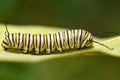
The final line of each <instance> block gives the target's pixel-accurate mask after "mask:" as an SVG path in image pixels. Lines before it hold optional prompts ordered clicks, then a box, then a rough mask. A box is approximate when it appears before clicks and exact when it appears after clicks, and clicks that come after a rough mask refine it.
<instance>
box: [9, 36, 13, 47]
mask: <svg viewBox="0 0 120 80" xmlns="http://www.w3.org/2000/svg"><path fill="white" fill-rule="evenodd" d="M9 39H10V42H11V46H12V44H13V40H12V34H9ZM10 42H9V43H10Z"/></svg>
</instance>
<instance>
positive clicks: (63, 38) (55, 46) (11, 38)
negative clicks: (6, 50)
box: [1, 24, 113, 54]
mask: <svg viewBox="0 0 120 80" xmlns="http://www.w3.org/2000/svg"><path fill="white" fill-rule="evenodd" d="M93 42H95V43H98V44H100V45H103V46H105V47H106V48H108V49H111V50H113V48H109V47H108V46H106V45H104V44H102V43H99V42H97V41H94V40H93V36H92V34H91V33H89V32H88V31H86V30H84V29H72V30H66V31H64V32H56V33H51V34H50V33H49V34H30V33H9V31H8V29H7V24H6V32H5V38H4V40H3V41H2V44H1V46H2V47H3V48H4V50H7V49H18V50H21V51H22V52H23V53H29V52H31V51H33V52H34V54H41V53H47V54H50V53H54V52H64V51H66V50H71V49H82V48H86V47H91V46H92V45H93Z"/></svg>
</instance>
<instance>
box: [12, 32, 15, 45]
mask: <svg viewBox="0 0 120 80" xmlns="http://www.w3.org/2000/svg"><path fill="white" fill-rule="evenodd" d="M12 41H13V46H14V47H15V41H14V35H13V34H12Z"/></svg>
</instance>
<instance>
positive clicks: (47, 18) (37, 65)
mask: <svg viewBox="0 0 120 80" xmlns="http://www.w3.org/2000/svg"><path fill="white" fill-rule="evenodd" d="M6 22H8V23H9V24H12V25H33V26H34V25H43V26H50V27H51V26H55V27H63V28H67V29H73V28H84V29H86V30H88V31H90V32H109V31H110V32H111V31H112V32H120V28H119V27H120V1H119V0H0V23H2V24H4V23H6ZM102 37H107V36H106V35H105V36H104V35H102ZM88 79H89V80H120V59H119V58H114V57H108V56H80V57H72V58H68V59H55V60H50V61H45V62H42V63H34V64H26V63H4V62H2V63H0V80H88Z"/></svg>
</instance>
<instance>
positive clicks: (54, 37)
mask: <svg viewBox="0 0 120 80" xmlns="http://www.w3.org/2000/svg"><path fill="white" fill-rule="evenodd" d="M52 35H53V46H52V52H54V51H55V49H56V40H55V35H54V34H52ZM51 38H52V37H51ZM51 45H52V44H51Z"/></svg>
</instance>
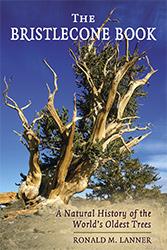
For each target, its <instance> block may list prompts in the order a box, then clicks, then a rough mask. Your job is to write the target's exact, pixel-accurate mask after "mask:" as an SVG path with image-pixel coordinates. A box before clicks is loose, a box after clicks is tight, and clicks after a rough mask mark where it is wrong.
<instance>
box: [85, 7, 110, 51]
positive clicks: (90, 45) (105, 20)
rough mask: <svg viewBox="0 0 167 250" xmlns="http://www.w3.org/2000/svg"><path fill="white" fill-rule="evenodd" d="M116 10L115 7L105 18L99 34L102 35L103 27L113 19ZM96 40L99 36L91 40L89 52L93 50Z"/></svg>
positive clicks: (89, 46)
mask: <svg viewBox="0 0 167 250" xmlns="http://www.w3.org/2000/svg"><path fill="white" fill-rule="evenodd" d="M114 11H115V9H113V10H111V11H110V13H109V15H108V17H107V18H106V19H105V20H104V22H103V23H102V25H101V26H100V29H99V30H98V36H99V35H100V33H101V31H102V29H103V27H104V26H105V25H106V24H107V23H108V22H109V21H110V20H111V16H112V14H113V12H114ZM96 40H97V37H96V38H95V39H93V40H92V41H91V42H90V44H89V46H88V50H89V52H90V51H91V50H92V48H93V46H94V44H95V42H96Z"/></svg>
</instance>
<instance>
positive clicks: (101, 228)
mask: <svg viewBox="0 0 167 250" xmlns="http://www.w3.org/2000/svg"><path fill="white" fill-rule="evenodd" d="M19 206H20V204H19V203H15V204H14V205H13V206H11V207H9V208H5V209H4V208H3V209H2V208H1V211H0V220H1V228H0V230H1V231H0V237H1V243H0V244H1V246H0V248H1V249H2V250H11V249H20V250H24V249H28V250H31V249H40V250H54V249H55V250H72V249H78V250H80V249H94V250H96V249H102V250H104V249H113V250H118V249H119V250H121V249H123V250H126V249H128V250H137V249H140V250H146V249H151V250H165V249H166V246H167V237H166V228H167V203H166V202H163V203H162V202H155V201H143V202H133V201H129V202H128V201H127V202H124V203H114V204H111V203H110V202H109V201H88V200H84V199H74V200H73V201H72V202H71V204H70V205H68V206H66V207H61V209H60V211H61V212H62V216H56V214H57V212H58V210H59V208H58V207H55V206H52V207H51V206H46V207H45V208H43V209H40V210H39V211H38V212H36V213H35V214H32V215H30V214H25V215H19V216H17V217H16V218H14V217H11V218H5V217H6V214H7V213H9V212H11V211H15V210H17V209H19ZM65 209H68V210H70V211H92V210H93V209H94V211H95V213H96V215H97V211H98V210H99V209H100V210H107V211H126V212H127V214H129V213H130V211H134V210H135V209H138V211H141V210H142V211H143V209H144V211H147V212H148V211H151V216H150V217H140V218H139V217H137V218H136V219H137V220H138V222H144V223H146V224H144V225H147V226H146V227H145V226H144V227H140V228H139V229H134V228H131V227H129V228H122V227H120V228H111V227H109V228H105V227H104V228H100V227H99V225H100V224H98V222H97V224H96V228H93V227H90V225H89V226H88V228H79V229H75V228H74V226H73V221H74V220H80V219H83V221H85V222H89V221H90V219H92V222H94V221H95V220H96V219H97V220H98V221H99V223H103V225H106V224H105V222H106V220H113V219H114V220H115V221H117V219H119V220H120V222H122V221H123V222H125V221H126V222H127V221H129V223H130V220H131V219H130V218H129V216H127V218H124V219H123V218H121V217H119V218H118V217H117V218H116V217H110V218H108V217H102V218H97V217H91V218H89V217H85V218H80V217H79V218H76V217H64V211H65ZM150 222H151V227H149V223H150ZM130 225H131V224H130ZM84 231H85V232H84ZM135 231H137V233H134V232H135ZM80 232H82V233H80ZM134 236H135V237H140V238H141V237H143V238H144V239H147V237H149V238H150V239H151V243H150V242H147V243H129V242H123V243H121V242H120V238H121V237H122V239H123V240H124V239H125V238H126V237H127V238H126V241H129V238H130V237H131V238H132V237H134ZM74 237H76V238H77V239H79V238H80V239H79V240H80V241H83V240H84V239H85V237H87V238H89V239H92V238H94V239H93V240H94V241H102V240H104V239H105V240H106V242H105V243H102V242H96V243H95V242H92V243H80V242H79V243H78V242H76V243H74ZM91 237H92V238H91ZM113 237H114V242H113ZM76 238H75V240H76ZM109 238H110V239H112V242H110V243H108V239H109Z"/></svg>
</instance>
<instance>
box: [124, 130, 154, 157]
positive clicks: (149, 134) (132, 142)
mask: <svg viewBox="0 0 167 250" xmlns="http://www.w3.org/2000/svg"><path fill="white" fill-rule="evenodd" d="M150 134H151V132H149V133H147V134H144V135H142V136H138V137H135V138H133V139H132V140H131V141H129V142H126V147H128V148H132V147H134V146H135V145H137V144H138V143H139V142H141V141H142V140H144V139H145V138H146V137H147V136H148V135H150ZM126 147H125V145H124V146H122V147H121V148H120V153H123V152H125V151H126V150H127V149H126Z"/></svg>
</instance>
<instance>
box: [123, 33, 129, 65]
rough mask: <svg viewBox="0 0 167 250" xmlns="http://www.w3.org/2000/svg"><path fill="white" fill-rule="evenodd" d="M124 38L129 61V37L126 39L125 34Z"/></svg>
mask: <svg viewBox="0 0 167 250" xmlns="http://www.w3.org/2000/svg"><path fill="white" fill-rule="evenodd" d="M124 37H125V55H126V61H127V62H128V61H129V40H128V37H126V35H125V33H124Z"/></svg>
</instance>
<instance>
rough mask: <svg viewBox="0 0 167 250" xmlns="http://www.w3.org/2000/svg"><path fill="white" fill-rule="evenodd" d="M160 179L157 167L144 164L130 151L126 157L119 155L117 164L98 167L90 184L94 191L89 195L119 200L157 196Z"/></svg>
mask: <svg viewBox="0 0 167 250" xmlns="http://www.w3.org/2000/svg"><path fill="white" fill-rule="evenodd" d="M159 179H160V177H159V176H158V173H157V169H156V168H155V167H153V166H150V165H148V164H142V163H141V162H140V161H139V160H138V159H136V158H132V156H131V154H129V153H127V154H125V155H124V157H122V156H121V155H117V164H116V163H111V162H108V163H106V164H105V165H104V166H102V167H101V168H99V169H97V171H96V172H95V174H94V175H93V178H91V181H90V184H89V187H90V189H91V190H92V192H91V193H88V194H87V197H88V198H97V197H98V198H100V199H109V200H117V201H120V200H124V199H143V198H146V197H147V198H148V197H149V198H151V197H152V198H153V197H154V198H155V196H158V195H159V194H160V186H156V185H155V183H156V181H158V180H159Z"/></svg>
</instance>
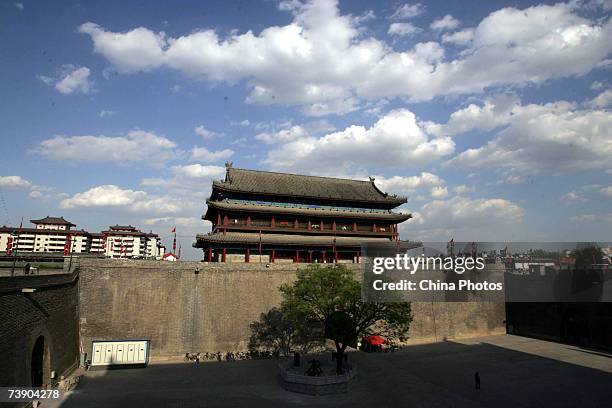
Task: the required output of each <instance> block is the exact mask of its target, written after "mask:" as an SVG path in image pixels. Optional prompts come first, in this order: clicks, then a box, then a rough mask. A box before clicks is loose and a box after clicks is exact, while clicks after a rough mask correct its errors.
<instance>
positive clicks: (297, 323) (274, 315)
mask: <svg viewBox="0 0 612 408" xmlns="http://www.w3.org/2000/svg"><path fill="white" fill-rule="evenodd" d="M250 327H251V338H250V340H249V348H250V349H259V348H264V349H266V350H271V351H272V352H273V353H278V354H280V355H285V356H286V355H289V354H290V353H291V352H292V351H294V350H295V351H299V352H301V353H308V352H309V351H310V350H312V349H313V348H315V347H317V346H322V338H323V329H322V327H321V325H320V324H319V323H318V322H310V321H306V320H301V321H290V320H289V319H287V316H286V315H285V314H284V313H283V311H282V310H280V309H278V308H276V307H275V308H272V309H270V310H269V311H268V312H267V313H262V314H261V316H260V318H259V321H255V322H253V323H251V325H250Z"/></svg>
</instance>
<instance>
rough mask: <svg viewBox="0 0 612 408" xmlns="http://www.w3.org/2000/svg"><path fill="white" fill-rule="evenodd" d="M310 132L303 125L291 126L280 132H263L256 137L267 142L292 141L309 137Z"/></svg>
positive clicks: (267, 142) (273, 142)
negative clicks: (308, 132)
mask: <svg viewBox="0 0 612 408" xmlns="http://www.w3.org/2000/svg"><path fill="white" fill-rule="evenodd" d="M308 135H309V133H308V132H307V131H306V129H304V127H302V126H291V127H290V128H287V129H281V130H279V131H278V132H263V133H259V134H257V135H256V136H255V139H257V140H261V141H262V142H264V143H267V144H273V143H281V142H282V143H284V142H292V141H294V140H297V139H300V138H304V137H307V136H308Z"/></svg>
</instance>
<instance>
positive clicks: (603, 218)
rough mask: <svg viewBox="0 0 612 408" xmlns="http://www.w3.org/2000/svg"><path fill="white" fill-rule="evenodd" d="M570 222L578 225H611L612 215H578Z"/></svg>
mask: <svg viewBox="0 0 612 408" xmlns="http://www.w3.org/2000/svg"><path fill="white" fill-rule="evenodd" d="M570 221H572V222H576V223H580V224H595V223H597V224H602V223H606V224H612V213H603V214H579V215H575V216H573V217H571V218H570Z"/></svg>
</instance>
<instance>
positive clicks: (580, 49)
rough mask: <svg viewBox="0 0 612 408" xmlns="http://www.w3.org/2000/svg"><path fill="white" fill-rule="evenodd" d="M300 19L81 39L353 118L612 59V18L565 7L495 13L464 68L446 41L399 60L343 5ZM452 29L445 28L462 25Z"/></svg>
mask: <svg viewBox="0 0 612 408" xmlns="http://www.w3.org/2000/svg"><path fill="white" fill-rule="evenodd" d="M291 10H292V13H293V21H292V22H291V23H290V24H287V25H284V26H271V27H267V28H264V29H263V30H262V31H261V32H259V33H258V34H255V33H253V32H252V31H247V32H245V33H238V32H232V33H231V34H229V35H227V36H224V37H220V36H219V34H218V33H217V32H215V31H214V30H211V29H206V30H199V31H195V32H192V33H189V34H185V35H183V36H180V37H177V38H169V37H167V36H166V35H165V34H164V33H161V32H160V33H156V32H154V31H152V30H150V29H147V28H144V27H139V28H135V29H133V30H130V31H127V32H111V31H107V30H105V29H104V28H102V27H100V26H98V25H96V24H93V23H86V24H84V25H82V26H81V27H80V30H81V32H84V33H87V34H88V35H90V37H91V39H92V41H93V46H94V50H95V52H97V53H99V54H102V55H103V56H104V57H105V58H106V59H107V60H108V61H109V62H110V63H111V64H113V65H114V66H115V67H116V69H118V70H119V71H120V72H137V71H148V70H152V69H157V68H160V67H170V68H172V69H176V70H178V71H180V72H182V73H184V74H185V75H187V76H189V77H192V78H196V79H203V80H207V81H212V82H227V83H230V84H237V83H244V84H245V85H246V86H247V87H248V88H249V90H250V91H249V95H248V97H247V101H248V102H250V103H258V104H285V105H297V106H299V107H301V109H302V112H303V113H305V114H308V115H325V114H331V113H336V114H337V113H346V112H349V111H351V110H355V109H359V108H361V107H363V106H364V105H363V101H364V100H373V99H378V98H383V97H384V98H393V97H402V98H407V99H408V100H410V101H424V100H431V99H432V98H434V97H436V96H439V95H457V94H469V93H478V92H482V91H483V90H484V89H485V88H490V87H496V86H504V85H525V84H531V83H533V84H539V83H542V82H544V81H547V80H550V79H554V78H564V77H569V76H574V75H584V74H586V73H587V72H589V71H591V70H593V69H595V68H597V67H598V66H599V65H600V64H601V63H602V61H604V60H606V58H607V57H608V55H609V53H610V51H612V42H610V41H609V40H608V39H609V38H610V37H612V22H611V21H610V20H609V19H605V18H604V19H601V20H596V19H588V18H585V17H581V16H580V15H579V14H581V13H579V10H577V9H576V8H575V7H574V5H570V4H563V3H558V4H555V5H538V6H533V7H529V8H526V9H517V8H512V7H506V8H503V9H500V10H498V11H495V12H493V13H491V14H489V15H488V16H486V17H485V18H484V19H483V20H482V21H481V22H480V23H479V24H478V25H477V26H476V27H474V35H473V41H472V43H471V45H470V46H469V47H467V48H466V49H465V50H464V51H463V52H462V53H461V54H460V55H459V56H458V57H456V58H455V59H447V58H445V56H446V50H445V48H444V47H443V46H442V45H441V44H439V43H437V42H429V43H418V44H416V45H414V47H413V48H411V49H408V50H405V51H396V50H394V49H393V47H392V46H391V45H389V44H387V43H385V42H384V41H381V40H378V39H376V38H373V37H368V36H367V35H365V34H364V32H363V30H362V29H361V27H360V26H359V25H358V22H357V21H358V19H355V18H352V17H351V16H348V15H341V14H340V12H339V10H338V7H337V3H336V2H335V1H331V0H318V1H313V2H308V3H305V4H301V3H295V4H292V8H291ZM442 21H443V22H440V23H438V24H436V25H435V27H438V28H440V29H442V28H450V27H451V26H453V25H454V23H453V22H452V21H453V20H451V19H444V20H442ZM447 41H448V37H447Z"/></svg>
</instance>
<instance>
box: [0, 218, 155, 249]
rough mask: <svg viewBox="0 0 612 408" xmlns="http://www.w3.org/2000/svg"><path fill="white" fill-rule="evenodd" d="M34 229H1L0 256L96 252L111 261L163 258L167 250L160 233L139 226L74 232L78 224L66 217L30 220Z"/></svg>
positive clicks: (15, 228)
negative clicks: (70, 220)
mask: <svg viewBox="0 0 612 408" xmlns="http://www.w3.org/2000/svg"><path fill="white" fill-rule="evenodd" d="M30 222H31V223H32V224H34V228H31V227H7V226H3V227H0V253H4V254H7V255H10V254H11V253H13V252H15V251H17V252H42V253H63V254H64V255H68V254H80V253H93V254H100V255H103V256H106V257H109V258H156V259H161V257H162V256H163V255H164V251H165V247H164V246H163V245H162V243H161V240H160V239H159V236H158V235H157V234H154V233H152V232H149V233H146V232H142V231H140V230H138V229H136V228H135V227H133V226H131V225H128V226H120V225H115V226H113V227H109V229H108V230H107V231H102V232H100V233H90V232H87V231H85V230H82V229H81V230H77V229H73V228H75V227H76V225H75V224H73V223H71V222H70V221H67V220H65V219H64V218H63V217H49V216H47V217H45V218H42V219H39V220H30Z"/></svg>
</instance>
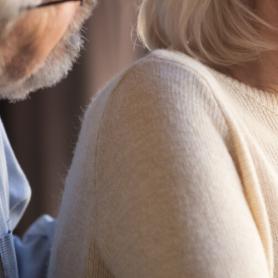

****

Problem details
An exact copy of the lines above between the line holding "positive clicks: (90, 45) (105, 20)" and the line holding "10L115 7L105 18L99", inclusive, is the whole answer.

Solved exercise
positive clicks: (90, 45) (105, 20)
rough mask: <svg viewBox="0 0 167 250" xmlns="http://www.w3.org/2000/svg"><path fill="white" fill-rule="evenodd" d="M116 10L115 7L105 18L99 34L102 35L103 27L113 19ZM96 40L99 36L91 40L89 52L93 50Z"/></svg>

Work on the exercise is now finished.